━━ Excerpted text

Programmers' Challenge

By Mike Scanlin, MacTutor Regular Contributing Author

November 92 Programming Challenge of the Month

Millions of Colors?

Ever wonder how many of the 16,777,216 possible colors are really used in a typical 24-bit color image? Do you really need to run in 24-bit mode to appreciate certain images? Could some images be accurately represented as indexed color images instead, without any loss of color? Hmmm... The first thing you’d need to know is how many unique RGB values there are in the image, which would tell you how big your color lookup table would need to be. Let’s try it.

This month’s challenge is to quickly determine how many unique RGB values there are in a given 24-bit color image. The input to your function will be the dimensions and base address of an interleaved ARGB image:

unsigned long UniqueRGBValues(baseAddress, numRows, numCols)
PtrbaseAddress;
short   numRows, numCols;

The byte pointed to by baseAddress is the alpha byte of the upper left pixel. Following that are bytes for red, green and blue, which are then followed by the next set of ARGB values. You can ignore the alpha bytes completely when calculating unique RGB values. If you feel the need to allocate an array of 16,777,216 bits then, yes, you can assume your routine will have at least 2.5MBs free memory when called to do so (but remember that the time to initialize such an array is non-zero; there may be faster methods...).

Let’s say the maximum value for numCols is 640 and for numRows it’s 480. Your routine should be very fast for the average case but also be able to deal with the worst case where you have 640x480 unique RGB values.

We goofed

No two ways about it. In our rush to get the October issue out the door we were a little too hasty in determining the winner of the August MacTutor Challenge. Not more than 48 hours after the issue had gone to press (but before the stated challenge deadline had passed) we received a solution that was better than the one declared to be the winner. Our apologies to Greg Landweber (Princeton, NJ) who was the actual winner (and will also be receiving the prize). In order to prevent this from happening again in the future, we have moved the deadline up (see below).

━━━━
━━ Records provided

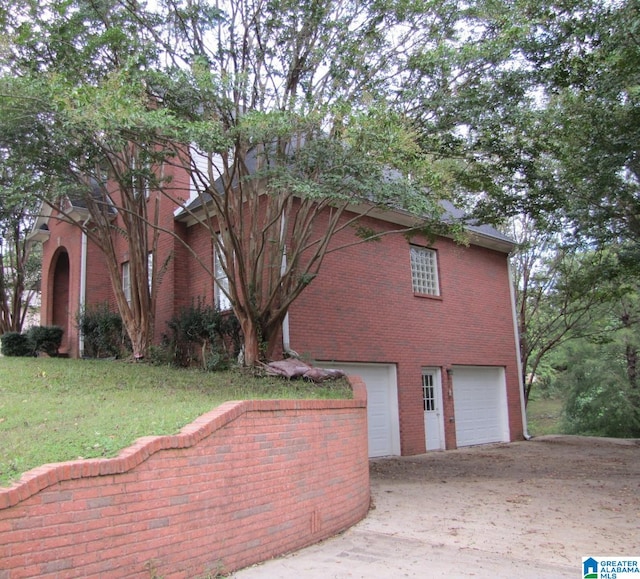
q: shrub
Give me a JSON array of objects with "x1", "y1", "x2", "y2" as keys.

━━━━
━━ Records provided

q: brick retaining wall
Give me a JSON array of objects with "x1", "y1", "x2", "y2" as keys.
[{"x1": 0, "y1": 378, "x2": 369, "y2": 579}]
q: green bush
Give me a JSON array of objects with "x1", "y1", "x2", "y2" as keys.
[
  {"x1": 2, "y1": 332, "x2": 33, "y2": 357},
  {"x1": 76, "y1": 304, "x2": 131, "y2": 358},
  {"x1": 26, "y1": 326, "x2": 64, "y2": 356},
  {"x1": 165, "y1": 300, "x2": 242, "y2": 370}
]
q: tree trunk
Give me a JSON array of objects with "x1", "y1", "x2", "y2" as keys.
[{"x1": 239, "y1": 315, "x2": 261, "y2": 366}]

━━━━

**Written task 1**
For the text about counting unique RGB values, decide whether each statement agrees with it: (a) The routine may skip the alpha bytes when counting unique RGB values. (b) The maximum value for numRows is 640. (c) The better August solution came in after the stated challenge deadline. Answer yes or no for each and quote the words of the text that settle it.
**Written task 2**
Carry on the text about counting unique RGB values, starting after its final sentence.

**Exercise result 1**
(a) Yes: "You can ignore the alpha bytes completely when calculating unique RGB values."
(b) No: "Let’s say the maximum value for numCols is 640 and for numRows it’s 480."
(c) No: "(but before the stated challenge deadline had passed)"

**Exercise result 2**
The “deadline has now passed” winner of the “How many ways can you spell ‘CAT’” challenge is Will Galway (Salt Lake City, UT) whose entry was the only non-recursive one received. Take note recursion fanatics: Although recursion is a Good Thing conceptually (and in many cases practically), these monthly challenges are primarily about speed. We don’t need to contribute to the large body of existing slow code; we need faster code. Take a couple of No-Doze and study Will’s non-recursive alternative.

Thanks to Bob Barnhart (San Diego, CA) for his entertaining animated solution. Too bad it wasn’t as fast as it was fun to watch. Bob’s entry brings up another point as well: Please use a column width of 79 characters or less in your code. AppleLink (or the internet-AppleLink gateway, I’m not sure which) breaks lines longer than 80 characters and it’s a pain to manually fix them up when I get them. Thanks.

Here are Greg’s winning solution to the August Challenge (the real winner) and Will’s winning solution to the September Challenge (some comments have been removed for space reasons. The complete sources are on the source code disk):

Banded Pegs

/* Solution to the August 1992 MacTutor
 * Programmers' Challenge
 *
 * by Greg Landweber
 */

/* The number of holes in a row or column. */
#define max 13

void BandedPegs (numPegs, pegsPtr, numEdgePegsPtr,
 edgePegsPtr, areaPtr)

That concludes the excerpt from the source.